-- Exercise requirements --
1 – Transcribe the memoir excerpt about Mom's dementia, everything from "A brain gone" down to "lost and alone.".
2 – Pick up the memoir excerpt about Mom's dementia after its final sentence and continue writing it.

-- Page text --
____
Flashback summer 2013: My Mom has never been at a loss for words. Until now.
A brain gone awry and antipsychotic medication often silence this consummate “schmoozer” who once talked to anyone, anywhere, anytime about anything. Now she’s subdued and compliant. Except when she’s provoked (in which case you might get a slap), or when she sings. Oh yes, when the medication wears off she still puts up good fight (to the dismay of some), and sings with gusto (to the delight of others).
She knows all the words to all the old songs. Seemingly hundreds of them. She even sings in her sleep. Music is therapeutic for people who have dementia, and it surely brings Mom great joy. Conversing (conversely) has become increasingly problematic. Mom’s sentences still have subjects and verbs, but often lack objects. Like her, they tend to wander aimlessly, lost and alone.
____
-- Entries supplied --
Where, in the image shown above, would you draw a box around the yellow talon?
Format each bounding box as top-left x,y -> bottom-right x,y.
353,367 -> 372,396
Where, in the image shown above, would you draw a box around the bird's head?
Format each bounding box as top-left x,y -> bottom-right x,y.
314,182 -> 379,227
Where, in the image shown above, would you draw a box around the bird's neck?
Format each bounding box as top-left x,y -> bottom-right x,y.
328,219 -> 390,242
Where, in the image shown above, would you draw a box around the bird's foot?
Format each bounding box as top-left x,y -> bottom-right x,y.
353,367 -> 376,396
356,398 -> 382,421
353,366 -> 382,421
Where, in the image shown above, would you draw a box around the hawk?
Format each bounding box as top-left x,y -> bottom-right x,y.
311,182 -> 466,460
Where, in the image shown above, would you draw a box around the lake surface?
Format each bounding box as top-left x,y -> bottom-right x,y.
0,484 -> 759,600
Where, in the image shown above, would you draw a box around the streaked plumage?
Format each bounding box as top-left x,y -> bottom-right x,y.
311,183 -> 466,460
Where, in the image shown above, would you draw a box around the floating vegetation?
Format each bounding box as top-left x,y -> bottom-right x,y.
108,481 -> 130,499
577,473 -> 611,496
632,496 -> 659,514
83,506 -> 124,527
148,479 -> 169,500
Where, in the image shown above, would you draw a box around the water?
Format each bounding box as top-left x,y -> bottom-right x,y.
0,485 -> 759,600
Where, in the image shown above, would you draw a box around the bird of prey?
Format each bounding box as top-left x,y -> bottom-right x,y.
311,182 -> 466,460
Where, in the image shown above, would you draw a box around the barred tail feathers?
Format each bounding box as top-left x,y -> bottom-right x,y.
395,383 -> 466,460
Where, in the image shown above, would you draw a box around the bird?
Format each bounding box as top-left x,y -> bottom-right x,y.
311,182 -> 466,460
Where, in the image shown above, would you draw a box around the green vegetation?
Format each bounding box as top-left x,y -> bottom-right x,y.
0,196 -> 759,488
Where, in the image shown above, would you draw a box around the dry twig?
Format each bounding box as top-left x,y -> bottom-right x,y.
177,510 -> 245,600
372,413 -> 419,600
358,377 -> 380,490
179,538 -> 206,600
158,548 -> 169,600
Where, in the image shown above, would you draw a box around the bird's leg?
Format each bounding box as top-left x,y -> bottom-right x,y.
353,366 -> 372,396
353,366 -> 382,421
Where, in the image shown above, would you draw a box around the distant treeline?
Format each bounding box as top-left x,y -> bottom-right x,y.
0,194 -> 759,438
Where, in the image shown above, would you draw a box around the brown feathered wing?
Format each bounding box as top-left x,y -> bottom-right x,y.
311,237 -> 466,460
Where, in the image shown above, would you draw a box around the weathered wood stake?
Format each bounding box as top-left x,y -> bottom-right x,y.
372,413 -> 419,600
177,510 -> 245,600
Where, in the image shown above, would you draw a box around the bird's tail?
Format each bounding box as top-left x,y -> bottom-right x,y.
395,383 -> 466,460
____
-- Results for the exercise --
1 –
A brain gone awry and antipsychotic medication often silence this consummate “schmoozer” who once talked to anyone, anywhere, anytime about anything. Now she’s subdued and compliant. Except when she’s provoked (in which case you might get a slap), or when she sings. Oh yes, when the medication wears off she still puts up good fight (to the dismay of some), and sings with gusto (to the delight of others).
She knows all the words to all the old songs. Seemingly hundreds of them. She even sings in her sleep. Music is therapeutic for people who have dementia, and it surely brings Mom great joy. Conversing (conversely) has become increasingly problematic. Mom’s sentences still have subjects and verbs, but often lack objects. Like her, they tend to wander aimlessly, lost and alone.

2 –
Also like her, they may take a few steps forward then stop dead in their tracks, suspended mid-thought above an Alzheimer’s abyss into which they disappear unless someone snatches them from thin air and tosses them onto meaningful ground. That’s my job: snatching and tossing and throwing it all into a daily batch of homemade Alzheimer’s alphabet soup.
“We’ve got to…,” she starts. “To…. To….” Then nothing. Nada. To jump, swing, sit, stand, talk, listen, eat, sleep, give, rake, bake, shake, or “go to the peeps” perhaps? Take your pick; fill in the blank. It’s easy to do with a sentence, less so with the vacant look on her face. She doesn’t laugh much anymore, her sense of humour having recently gone AWOL. It’s partly because of the drugs she’s being given, the drugs she would be taking less of if I were in charge. But I’m not. A mask-like face is one of the side effects of Risperdal, a bi-polar disorder anti-psychotic which is also prescribed to Alzheimers patients. It has robbed her of many of her facial expressions.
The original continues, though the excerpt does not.